What are the benefits of using Iceberg as a streaming source? They're tied to some of the pain points we talked about earlier. First, Iceberg can leverage managed cloud storage like S3. It offloads the operation burden to the cloud provider, like for the system upgrade, capacity planning, bursty workload, and isolation. Cloud storage is also very scalable and cost effective. This simplifies the storage architecture to a unified storage, because both recent data and historic data are stored in Iceberg. Iceberg is used to store both streaming workload and the batch workload. It unifies the live job and the backfill job source to Iceberg.

Most cloud blob storage like S3 don't charge cross-AZ network cost within a region. There's no cross-AZ network cost you were seeing earlier. Iceberg source supports advanced data pruning with filter and projection. You can provide a filter expression so that Iceberg scan planning will effectively prune out data files not matching the filter expression. With projection, the Iceberg source will only deserialize the columns it is interested in, because we use column-oriented file format like Parquet. In the Iceberg source, the split assignment is dynamic. It is pull-based, triggered by the reader. That outlier worker node, it allows other worker to pick up the slack because the split is bounded. That's an opportunity for the other workers to steer the work from the outlier worker node. The other workers, they can just pick up more data files and process them.

With the Iceberg source, we can keep together a lot more file segments than the number of Kafka partitions, this can bring some operational benefit. For example, with a higher number of file segment, we can support higher parallelism, which can be useful in some cases like backfill. You may want to be able to backfill much faster than the live job, so you want a higher parallelism. With more file segments, you cannot do that. With more file segments, it's also more autoscaling friendly. It is easier to assign the files to the readers in a more balanced fashion. We have merged this FLIP-27 Flink Iceberg source into the Apache Iceberg project. It is fully merged, but the only thing I want to call out is that for the stream and read, right now we only support the append only record. It does not support a CDC read on updates and the deletes. That needs to be addressed in the future.

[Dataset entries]
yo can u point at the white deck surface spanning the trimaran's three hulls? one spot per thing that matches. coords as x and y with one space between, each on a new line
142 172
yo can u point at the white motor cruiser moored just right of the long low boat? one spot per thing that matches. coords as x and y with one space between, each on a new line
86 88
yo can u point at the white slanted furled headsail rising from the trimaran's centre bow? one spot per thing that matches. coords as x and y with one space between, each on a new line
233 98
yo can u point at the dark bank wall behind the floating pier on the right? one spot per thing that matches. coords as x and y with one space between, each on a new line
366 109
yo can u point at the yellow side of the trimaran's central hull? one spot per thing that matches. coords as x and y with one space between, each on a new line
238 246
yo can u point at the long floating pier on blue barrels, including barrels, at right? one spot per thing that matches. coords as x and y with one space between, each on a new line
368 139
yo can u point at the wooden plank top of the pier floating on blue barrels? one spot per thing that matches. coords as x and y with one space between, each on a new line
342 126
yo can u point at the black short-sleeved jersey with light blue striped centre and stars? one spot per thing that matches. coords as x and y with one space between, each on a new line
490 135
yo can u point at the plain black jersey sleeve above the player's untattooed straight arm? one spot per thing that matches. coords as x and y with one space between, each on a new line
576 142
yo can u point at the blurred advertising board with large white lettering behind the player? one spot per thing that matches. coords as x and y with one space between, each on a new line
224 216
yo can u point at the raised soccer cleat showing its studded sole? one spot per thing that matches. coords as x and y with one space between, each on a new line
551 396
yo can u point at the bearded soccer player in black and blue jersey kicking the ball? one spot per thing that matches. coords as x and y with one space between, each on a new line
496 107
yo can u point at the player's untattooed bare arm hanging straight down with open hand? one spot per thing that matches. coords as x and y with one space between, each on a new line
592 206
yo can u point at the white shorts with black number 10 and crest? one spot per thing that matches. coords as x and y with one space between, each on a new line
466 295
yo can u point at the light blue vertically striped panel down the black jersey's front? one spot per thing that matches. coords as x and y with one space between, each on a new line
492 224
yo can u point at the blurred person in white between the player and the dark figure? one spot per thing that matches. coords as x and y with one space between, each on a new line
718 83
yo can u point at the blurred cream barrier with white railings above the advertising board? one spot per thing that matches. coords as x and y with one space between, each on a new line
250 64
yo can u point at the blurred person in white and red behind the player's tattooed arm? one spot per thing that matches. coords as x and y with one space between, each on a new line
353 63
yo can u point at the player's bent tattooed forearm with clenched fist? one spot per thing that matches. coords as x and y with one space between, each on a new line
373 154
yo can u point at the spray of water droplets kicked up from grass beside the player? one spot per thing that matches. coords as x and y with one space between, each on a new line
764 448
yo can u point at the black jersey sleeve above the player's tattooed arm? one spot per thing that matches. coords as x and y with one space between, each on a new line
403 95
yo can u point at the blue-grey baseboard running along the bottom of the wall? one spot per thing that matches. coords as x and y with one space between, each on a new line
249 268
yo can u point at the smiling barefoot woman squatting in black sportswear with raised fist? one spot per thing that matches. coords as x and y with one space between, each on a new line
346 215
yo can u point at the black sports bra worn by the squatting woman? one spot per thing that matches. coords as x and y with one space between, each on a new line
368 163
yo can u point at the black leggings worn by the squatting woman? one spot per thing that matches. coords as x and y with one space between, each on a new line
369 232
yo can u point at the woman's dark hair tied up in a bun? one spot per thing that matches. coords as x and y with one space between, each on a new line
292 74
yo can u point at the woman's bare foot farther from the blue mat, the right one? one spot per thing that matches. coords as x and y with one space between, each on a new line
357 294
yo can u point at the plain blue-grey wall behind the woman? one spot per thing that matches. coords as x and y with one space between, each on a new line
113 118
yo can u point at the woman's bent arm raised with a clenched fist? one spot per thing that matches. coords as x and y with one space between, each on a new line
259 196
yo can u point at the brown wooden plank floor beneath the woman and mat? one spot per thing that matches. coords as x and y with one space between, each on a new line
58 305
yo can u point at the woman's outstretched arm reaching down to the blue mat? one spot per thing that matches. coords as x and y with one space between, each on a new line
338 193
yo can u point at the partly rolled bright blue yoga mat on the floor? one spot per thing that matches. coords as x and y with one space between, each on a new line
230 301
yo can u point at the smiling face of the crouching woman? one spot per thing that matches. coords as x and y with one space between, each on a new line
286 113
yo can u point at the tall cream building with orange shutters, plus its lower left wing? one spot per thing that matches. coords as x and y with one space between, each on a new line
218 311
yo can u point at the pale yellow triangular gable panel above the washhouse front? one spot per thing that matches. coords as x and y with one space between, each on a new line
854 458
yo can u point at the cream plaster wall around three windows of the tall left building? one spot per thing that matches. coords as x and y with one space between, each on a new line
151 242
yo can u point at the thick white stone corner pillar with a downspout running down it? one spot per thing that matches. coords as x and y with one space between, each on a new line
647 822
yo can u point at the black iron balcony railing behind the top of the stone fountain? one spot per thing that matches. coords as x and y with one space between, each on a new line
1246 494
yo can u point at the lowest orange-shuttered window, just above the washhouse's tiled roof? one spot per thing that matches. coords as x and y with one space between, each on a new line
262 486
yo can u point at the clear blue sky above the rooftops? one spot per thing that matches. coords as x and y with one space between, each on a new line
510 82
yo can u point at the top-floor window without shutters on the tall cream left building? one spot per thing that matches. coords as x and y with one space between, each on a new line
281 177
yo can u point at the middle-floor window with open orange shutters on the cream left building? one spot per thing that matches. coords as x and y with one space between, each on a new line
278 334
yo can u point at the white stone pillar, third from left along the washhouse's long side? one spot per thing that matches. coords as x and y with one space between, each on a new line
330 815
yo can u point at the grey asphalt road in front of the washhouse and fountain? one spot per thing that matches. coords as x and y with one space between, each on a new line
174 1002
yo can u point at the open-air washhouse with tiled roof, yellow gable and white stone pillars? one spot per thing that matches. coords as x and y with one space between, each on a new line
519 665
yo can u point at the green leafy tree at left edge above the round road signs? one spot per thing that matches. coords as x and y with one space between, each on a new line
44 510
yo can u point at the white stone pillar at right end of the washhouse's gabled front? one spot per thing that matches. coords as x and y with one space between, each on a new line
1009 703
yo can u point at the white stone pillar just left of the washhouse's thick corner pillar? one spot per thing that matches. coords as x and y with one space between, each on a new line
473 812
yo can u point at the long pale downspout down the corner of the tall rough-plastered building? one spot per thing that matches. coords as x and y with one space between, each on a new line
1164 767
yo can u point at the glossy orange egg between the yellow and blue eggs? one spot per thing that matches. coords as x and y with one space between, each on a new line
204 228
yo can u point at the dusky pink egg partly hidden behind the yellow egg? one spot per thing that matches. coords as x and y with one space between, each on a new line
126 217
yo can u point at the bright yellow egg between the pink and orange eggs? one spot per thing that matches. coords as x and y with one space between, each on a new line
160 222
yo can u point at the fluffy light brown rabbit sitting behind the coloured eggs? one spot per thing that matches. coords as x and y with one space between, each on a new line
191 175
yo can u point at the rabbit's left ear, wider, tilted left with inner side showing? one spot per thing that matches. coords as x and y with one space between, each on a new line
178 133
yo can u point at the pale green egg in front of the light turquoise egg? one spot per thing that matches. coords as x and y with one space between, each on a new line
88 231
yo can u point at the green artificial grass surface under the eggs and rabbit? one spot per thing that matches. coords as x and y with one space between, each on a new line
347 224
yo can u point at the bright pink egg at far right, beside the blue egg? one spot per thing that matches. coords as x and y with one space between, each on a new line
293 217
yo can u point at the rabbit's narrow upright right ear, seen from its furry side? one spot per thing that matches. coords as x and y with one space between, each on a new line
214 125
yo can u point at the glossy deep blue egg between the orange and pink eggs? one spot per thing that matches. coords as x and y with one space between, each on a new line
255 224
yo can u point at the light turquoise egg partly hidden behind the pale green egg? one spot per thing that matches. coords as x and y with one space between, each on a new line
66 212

§ **EXERCISE OBJECTIVE**
Write out the Iceberg passage word for word, everything from "What are the" down to "source to Iceberg.". None of these items relate to the Iceberg passage.

§ **RESPONSE TO THIS EXERCISE**
What are the benefits of using Iceberg as a streaming source? They're tied to some of the pain points we talked about earlier. First, Iceberg can leverage managed cloud storage like S3. It offloads the operation burden to the cloud provider, like for the system upgrade, capacity planning, bursty workload, and isolation. Cloud storage is also very scalable and cost effective. This simplifies the storage architecture to a unified storage, because both recent data and historic data are stored in Iceberg. Iceberg is used to store both streaming workload and the batch workload. It unifies the live job and the backfill job source to Iceberg.